THE PROBLEM - The response must contain all of the entries, each one repeated exactly.

** Opening GIVEN RECORDS block **

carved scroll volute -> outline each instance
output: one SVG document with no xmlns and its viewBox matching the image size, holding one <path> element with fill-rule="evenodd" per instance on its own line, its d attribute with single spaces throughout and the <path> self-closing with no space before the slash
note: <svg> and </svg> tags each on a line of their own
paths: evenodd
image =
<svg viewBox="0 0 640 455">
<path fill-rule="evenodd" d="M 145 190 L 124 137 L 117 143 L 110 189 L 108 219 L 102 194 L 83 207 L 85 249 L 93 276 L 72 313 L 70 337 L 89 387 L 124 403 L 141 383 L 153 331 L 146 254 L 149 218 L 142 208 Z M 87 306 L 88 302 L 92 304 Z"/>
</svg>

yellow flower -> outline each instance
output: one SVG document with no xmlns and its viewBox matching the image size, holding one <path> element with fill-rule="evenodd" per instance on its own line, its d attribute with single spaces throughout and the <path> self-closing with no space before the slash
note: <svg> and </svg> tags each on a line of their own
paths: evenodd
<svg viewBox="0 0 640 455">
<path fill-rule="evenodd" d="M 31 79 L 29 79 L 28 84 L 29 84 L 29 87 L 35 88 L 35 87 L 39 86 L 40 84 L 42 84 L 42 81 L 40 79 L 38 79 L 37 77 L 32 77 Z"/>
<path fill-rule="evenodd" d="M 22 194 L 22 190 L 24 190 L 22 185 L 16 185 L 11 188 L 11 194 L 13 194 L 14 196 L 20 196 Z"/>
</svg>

** Closing GIVEN RECORDS block **

REPLY TO THE TASK -
carved scroll volute -> outline each instance
output: one SVG document with no xmlns and its viewBox matching the image size, holding one <path> element with fill-rule="evenodd" per instance on its own line, its d attribute with single spaces throughout and the <path> self-closing with no space before the slash
note: <svg> and </svg> tags each on a line of their own
paths: evenodd
image =
<svg viewBox="0 0 640 455">
<path fill-rule="evenodd" d="M 145 190 L 124 137 L 117 143 L 110 189 L 108 219 L 102 194 L 83 207 L 85 249 L 93 276 L 72 313 L 70 337 L 89 387 L 124 403 L 141 383 L 153 331 L 146 254 L 149 218 L 142 208 Z M 87 306 L 88 302 L 92 304 Z"/>
</svg>

yellow flower -> outline each instance
output: one SVG document with no xmlns and its viewBox matching the image size, holding one <path> element with fill-rule="evenodd" per instance on its own line, its d attribute with single spaces throughout and the <path> self-closing with no space before the slash
note: <svg> and </svg> tags each on a line of their own
paths: evenodd
<svg viewBox="0 0 640 455">
<path fill-rule="evenodd" d="M 31 79 L 29 79 L 28 84 L 29 84 L 29 87 L 35 88 L 35 87 L 39 86 L 40 84 L 42 84 L 42 81 L 40 79 L 38 79 L 37 77 L 32 77 Z"/>
<path fill-rule="evenodd" d="M 22 194 L 22 190 L 24 190 L 22 185 L 16 185 L 11 188 L 11 194 L 13 194 L 14 196 L 20 196 Z"/>
</svg>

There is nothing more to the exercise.